### Source:
## Begin
The Court agrees with Defendant DNC and will grant its Motion to Dismiss with prejudice for the reasons that follow. The Court substantially disagrees with Defendant PDP, and will deny its Motion to Dismiss after finding that Katz plausibly pled that she did engage in commerce as defined in the FLSA. As Katz need not plausibly plead that both she and Defendant PDP were engaged in commerce, the Court will not address this inquiry as to Defendant PDP. Additionally, the Court will continue to exercise supplemental jurisdiction over Katz's state-law PMWA claim as to Defendant PDP alone.
I. The Third Amended Complaint Fails To Establish That Defendant DNC Employed Plaintiffs
A. Joint Employer Status
Defendant DNC has reasserted its challenge of the pleadings sufficiently establishing it as the employer of Katz or any of the other Organizers during the relevant time period. In the TAC, Katz alleges that Defendant DNC and Defendant PDP are "joint employers" under the "Enterprise test" employed in this circuit. In re Enterprise Rent-A-Car Wage & Hour Emp't Practices Litig., 683 F.3d 462, 468 (3d Cir. 2012). Under the Enterprise test, courts are to consider a non-exhaustive list of factors when determining whether "two or more employers exert significant control over the same employees" such that it can be said "they share or co-determine those matters governing essential terms and conditions of employment." Id. These factors include the alleged joint employer's: (1) authority to hire and fire employees; (2) authority to promulgate work rules and assignments and set conditions of employment; (3) involvement in the day-to-day supervision of employees, including employee discipline; and (4) control over employee records. Id.
## End
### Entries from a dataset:
## Begin
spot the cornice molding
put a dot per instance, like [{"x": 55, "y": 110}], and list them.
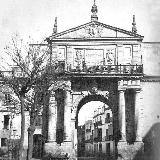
[{"x": 151, "y": 79}]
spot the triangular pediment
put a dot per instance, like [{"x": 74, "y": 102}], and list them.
[{"x": 95, "y": 30}]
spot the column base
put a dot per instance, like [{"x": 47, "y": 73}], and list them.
[
  {"x": 56, "y": 150},
  {"x": 130, "y": 151}
]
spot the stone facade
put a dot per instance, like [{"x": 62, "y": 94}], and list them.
[{"x": 99, "y": 62}]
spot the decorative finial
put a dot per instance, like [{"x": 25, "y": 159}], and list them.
[
  {"x": 134, "y": 28},
  {"x": 94, "y": 11},
  {"x": 55, "y": 26}
]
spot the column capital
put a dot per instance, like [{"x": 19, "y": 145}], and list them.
[
  {"x": 138, "y": 90},
  {"x": 121, "y": 90}
]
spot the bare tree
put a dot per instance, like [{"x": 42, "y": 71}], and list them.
[{"x": 29, "y": 63}]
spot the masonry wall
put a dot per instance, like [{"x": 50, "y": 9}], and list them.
[{"x": 149, "y": 104}]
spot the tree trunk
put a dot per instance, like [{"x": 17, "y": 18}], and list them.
[
  {"x": 22, "y": 127},
  {"x": 31, "y": 130}
]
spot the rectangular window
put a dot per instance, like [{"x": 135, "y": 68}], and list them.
[
  {"x": 3, "y": 142},
  {"x": 108, "y": 149},
  {"x": 6, "y": 122},
  {"x": 8, "y": 98}
]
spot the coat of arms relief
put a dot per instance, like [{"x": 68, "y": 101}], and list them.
[{"x": 94, "y": 30}]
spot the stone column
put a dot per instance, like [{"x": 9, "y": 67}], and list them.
[
  {"x": 122, "y": 115},
  {"x": 52, "y": 119},
  {"x": 137, "y": 115},
  {"x": 67, "y": 116}
]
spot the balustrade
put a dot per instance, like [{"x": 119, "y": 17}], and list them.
[{"x": 110, "y": 69}]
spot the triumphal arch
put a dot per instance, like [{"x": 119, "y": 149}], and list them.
[{"x": 99, "y": 62}]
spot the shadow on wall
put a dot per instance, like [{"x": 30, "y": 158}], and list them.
[{"x": 151, "y": 145}]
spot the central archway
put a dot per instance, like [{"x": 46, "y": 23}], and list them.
[
  {"x": 101, "y": 140},
  {"x": 90, "y": 98}
]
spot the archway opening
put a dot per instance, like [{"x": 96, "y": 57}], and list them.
[{"x": 95, "y": 130}]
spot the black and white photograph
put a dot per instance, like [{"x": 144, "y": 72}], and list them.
[{"x": 80, "y": 80}]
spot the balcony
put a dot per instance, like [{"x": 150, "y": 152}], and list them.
[
  {"x": 108, "y": 120},
  {"x": 98, "y": 139},
  {"x": 110, "y": 70},
  {"x": 88, "y": 130},
  {"x": 109, "y": 138},
  {"x": 98, "y": 123}
]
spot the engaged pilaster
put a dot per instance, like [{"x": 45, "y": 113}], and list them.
[
  {"x": 122, "y": 115},
  {"x": 67, "y": 116},
  {"x": 52, "y": 119},
  {"x": 137, "y": 115}
]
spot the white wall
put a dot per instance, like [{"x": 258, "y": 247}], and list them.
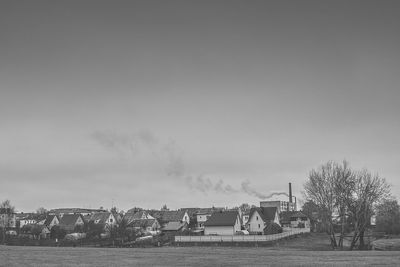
[
  {"x": 256, "y": 224},
  {"x": 219, "y": 230}
]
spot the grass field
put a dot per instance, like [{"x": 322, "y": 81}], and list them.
[{"x": 190, "y": 256}]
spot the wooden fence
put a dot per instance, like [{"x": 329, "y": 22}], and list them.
[{"x": 241, "y": 238}]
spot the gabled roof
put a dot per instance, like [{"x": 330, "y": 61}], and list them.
[
  {"x": 74, "y": 210},
  {"x": 191, "y": 211},
  {"x": 169, "y": 215},
  {"x": 69, "y": 219},
  {"x": 298, "y": 214},
  {"x": 49, "y": 219},
  {"x": 100, "y": 217},
  {"x": 209, "y": 210},
  {"x": 267, "y": 213},
  {"x": 144, "y": 223},
  {"x": 286, "y": 215},
  {"x": 225, "y": 218},
  {"x": 140, "y": 215},
  {"x": 174, "y": 226}
]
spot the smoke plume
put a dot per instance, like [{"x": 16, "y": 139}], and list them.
[
  {"x": 171, "y": 158},
  {"x": 252, "y": 192}
]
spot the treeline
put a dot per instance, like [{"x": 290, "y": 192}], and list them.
[{"x": 345, "y": 200}]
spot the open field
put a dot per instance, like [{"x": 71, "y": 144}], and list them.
[{"x": 190, "y": 256}]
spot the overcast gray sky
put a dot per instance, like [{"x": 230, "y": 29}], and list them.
[{"x": 192, "y": 103}]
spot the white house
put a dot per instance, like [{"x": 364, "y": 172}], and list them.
[
  {"x": 222, "y": 223},
  {"x": 260, "y": 217},
  {"x": 105, "y": 218},
  {"x": 202, "y": 215},
  {"x": 51, "y": 220}
]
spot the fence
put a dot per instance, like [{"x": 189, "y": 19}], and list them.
[{"x": 241, "y": 238}]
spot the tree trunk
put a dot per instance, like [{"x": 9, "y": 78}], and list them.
[{"x": 362, "y": 244}]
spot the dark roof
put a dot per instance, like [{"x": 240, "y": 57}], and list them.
[
  {"x": 209, "y": 210},
  {"x": 286, "y": 215},
  {"x": 174, "y": 226},
  {"x": 226, "y": 218},
  {"x": 100, "y": 217},
  {"x": 267, "y": 213},
  {"x": 49, "y": 219},
  {"x": 298, "y": 214},
  {"x": 140, "y": 215},
  {"x": 169, "y": 215},
  {"x": 74, "y": 210},
  {"x": 69, "y": 219},
  {"x": 191, "y": 211},
  {"x": 142, "y": 223}
]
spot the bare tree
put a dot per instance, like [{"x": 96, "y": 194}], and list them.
[
  {"x": 368, "y": 190},
  {"x": 320, "y": 188},
  {"x": 6, "y": 213},
  {"x": 341, "y": 193}
]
## End
### Exercise goal:
According to the court opinion, over which claim will the Court continue to exercise supplemental jurisdiction, and as to which defendant?

### Exercise output:
Katz's state-law PMWA claim, as to Defendant PDP alone.